[Passage given start]

Case Information
*1 Filed 8/26/15
CERTIFIED FOR PUBLICATION
IN THE COURT OF APPEAL OF THE STATE OF CALIFORNIA SIXTH APPELLATE DISTRICT
THE PEOPLE, H041657
(Monterey County Plaintiff and Respondent, Super. Ct. No. SS141089) v.
THOMAS ADRIAN TOLOY,
Defendant and Appellant. A Penal Code section 290 [1] registrant is required to reregister within five working days of his or her release after serving a jail sentence of 30 days or more. (§§ 290, 290.015, subd. (a).) “Any person who is released . . . from a jail . . . where he or she was confined, who is required to register pursuant to the Act, shall, prior to . . . release, be informed of his or her duty to register under the Act by the official in charge of the place of confinement . . . .” (§ 290.017, subd. (a).)
Defendant Thomas Adrian Toloy, a section 290 registrant, was released from jail in April 2014 after serving a jail term of more than two months. Although he had previously been informed of his obligation to reregister following release after a jail term of 30 days or more, he was not again informed of that duty upon his April 2014 release *2 from jail. He failed to reregister, was convicted by court trial of failing to reregister, and was committed to state prison.
On appeal, he contends that he could not be convicted of failing to reregister due to the failure to give the notice required by section 290.017. [2] The Attorney General asserts that section 290.017 does not require notice to be given each time a person required to register under section 290 is released from confinement. We conclude that section 290.017 does requires notification upon each release, but we also conclude that the requirement is directory rather than mandatory and therefore did not provide a defense to defendant. Consequently, we affirm the judgment.
I. Background
In 2001, defendant was convicted of continuous sexual abuse of a child under 14 (§ 288.5), sentenced to 12 years in prison, and ordered to register as a sex offender under section 290. He was released on parole in 2011. His performance on parole was “[d]ismal.” Defendant served time in jail seven times for parole violations.
Defendant registered with the Salinas Police Department under section 290 on January 7, 2014. The residence he registered was a hotel in Salinas. He had registered under section 290 at least 20 times since his release from prison in 2011. At the time of his January 2014 registration, he was informed of his obligation to reregister upon release from incarceration if he served a term of 30 days or more.

[Passage given end]
[Data shown start]

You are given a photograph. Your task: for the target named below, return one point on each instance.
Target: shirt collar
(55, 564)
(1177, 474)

[Data shown end]
[Data shown start]

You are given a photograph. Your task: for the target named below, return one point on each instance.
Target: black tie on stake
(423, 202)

[Data shown end]

Given problem: Continue the appellate opinion on Toloy's failure to reregister, writing the next part after its final sentence.

Written response:
Defendant served a jail term in the Monterey County jail for a parole violation from February 5, 2014 to April 13, 2014. There is no evidence that he was again informed of his reregistration obligation upon his release from jail in April 2014. After *3 his release from jail, defendant returned to residing at the same hotel in Salinas that he had registered as his residence in January 2014. It is undisputed that section 290.015 required him to reregister within five working days after his release. (§ 290.015, subd. (a).) The day after his release, he reported to the parole office, and a GPS tracking device was placed on his ankle. However, he did not reregister with the Salinas Police Department. On May 1, 2014, defendant was arrested for failing to reregister. He was wearing his GPS device at the time of his arrest. He admitted that he was aware of his obligation to reregister within five days of his release from jail and that he had not done so.
Defendant was charged by amended information with failure to register as a sex offender upon release from incarceration (§ 290.015). The amended information also alleged that he had suffered a prior strike conviction (§ 1170.12) and had served a prison term for a prior felony conviction (§ 667.5, subd. (b)). He waived his right to a jury trial and elected to have a court trial.
Defendant testified on his own behalf at the trial. He claimed that he was unaware of his obligation to reregister after serving a jail term of 30 days or more. Defendant acknowledged that he had initialed a form informing him of that obligation when he reregistered in January 2014, but he maintained that he believed it applied only if he was a transient. He also blamed his parole agent and the sheriff’s department for failing to notify him of his obligation to reregister upon his release from jail. Defendant characterized his failure to reregister as a “complete oversight” on his part. Nevertheless, he admitted he was responsible for ensuring that he complied with his registration obligations.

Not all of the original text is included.